[INFORMATION PROVIDED start]
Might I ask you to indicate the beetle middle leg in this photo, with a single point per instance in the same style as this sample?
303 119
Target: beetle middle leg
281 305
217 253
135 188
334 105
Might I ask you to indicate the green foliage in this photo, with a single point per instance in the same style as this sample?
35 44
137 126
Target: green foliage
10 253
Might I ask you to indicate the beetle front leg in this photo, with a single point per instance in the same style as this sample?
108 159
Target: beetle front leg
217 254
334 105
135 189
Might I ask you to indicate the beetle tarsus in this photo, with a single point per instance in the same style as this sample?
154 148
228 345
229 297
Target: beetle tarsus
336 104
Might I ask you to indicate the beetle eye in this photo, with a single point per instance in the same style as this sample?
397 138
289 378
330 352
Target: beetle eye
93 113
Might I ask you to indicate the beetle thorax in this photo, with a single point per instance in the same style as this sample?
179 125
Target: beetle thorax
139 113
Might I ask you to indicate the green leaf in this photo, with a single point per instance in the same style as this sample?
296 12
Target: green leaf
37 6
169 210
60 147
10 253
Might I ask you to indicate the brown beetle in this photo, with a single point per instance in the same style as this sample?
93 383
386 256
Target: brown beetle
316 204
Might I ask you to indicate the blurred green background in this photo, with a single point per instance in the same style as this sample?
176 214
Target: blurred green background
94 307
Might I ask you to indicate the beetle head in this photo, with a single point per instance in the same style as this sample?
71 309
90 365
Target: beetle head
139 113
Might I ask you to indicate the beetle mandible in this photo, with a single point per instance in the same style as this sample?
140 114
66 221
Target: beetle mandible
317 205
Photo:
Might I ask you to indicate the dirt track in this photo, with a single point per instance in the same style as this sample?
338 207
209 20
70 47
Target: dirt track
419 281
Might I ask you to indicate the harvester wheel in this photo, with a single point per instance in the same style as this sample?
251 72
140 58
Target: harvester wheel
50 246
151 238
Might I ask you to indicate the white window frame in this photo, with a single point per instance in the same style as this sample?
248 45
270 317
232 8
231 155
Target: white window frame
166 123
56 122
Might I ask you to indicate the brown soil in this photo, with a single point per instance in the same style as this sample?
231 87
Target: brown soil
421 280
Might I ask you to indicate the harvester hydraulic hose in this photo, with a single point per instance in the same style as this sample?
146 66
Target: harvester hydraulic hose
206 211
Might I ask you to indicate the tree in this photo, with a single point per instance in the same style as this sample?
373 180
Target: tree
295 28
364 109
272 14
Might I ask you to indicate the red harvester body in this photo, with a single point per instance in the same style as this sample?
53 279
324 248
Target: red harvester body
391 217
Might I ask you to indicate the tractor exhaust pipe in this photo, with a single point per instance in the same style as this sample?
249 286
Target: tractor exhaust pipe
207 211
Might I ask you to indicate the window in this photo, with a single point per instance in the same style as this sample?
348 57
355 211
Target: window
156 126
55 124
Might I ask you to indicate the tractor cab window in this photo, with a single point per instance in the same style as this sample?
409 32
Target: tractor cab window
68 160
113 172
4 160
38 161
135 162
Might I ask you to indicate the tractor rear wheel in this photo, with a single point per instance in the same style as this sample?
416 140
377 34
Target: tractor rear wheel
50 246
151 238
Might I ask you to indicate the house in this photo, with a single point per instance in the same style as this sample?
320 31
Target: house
[INFORMATION PROVIDED end]
• WHAT YOU WILL DO
Starting with the line containing "Might I ask you to indicate the tractor rear" and going on through the end of the records, rewrite those lines with "barn" in place of "house" and everything else unchanged.

• THE SOLUTION
Might I ask you to indicate the tractor rear wheel in this photo, with a single point per instance in the same style as this sample?
416 140
377 34
Target: tractor rear wheel
50 246
151 238
Might I ask you to indicate the barn in this photo, with a single point per instance in the same style as this sample?
320 31
Target: barn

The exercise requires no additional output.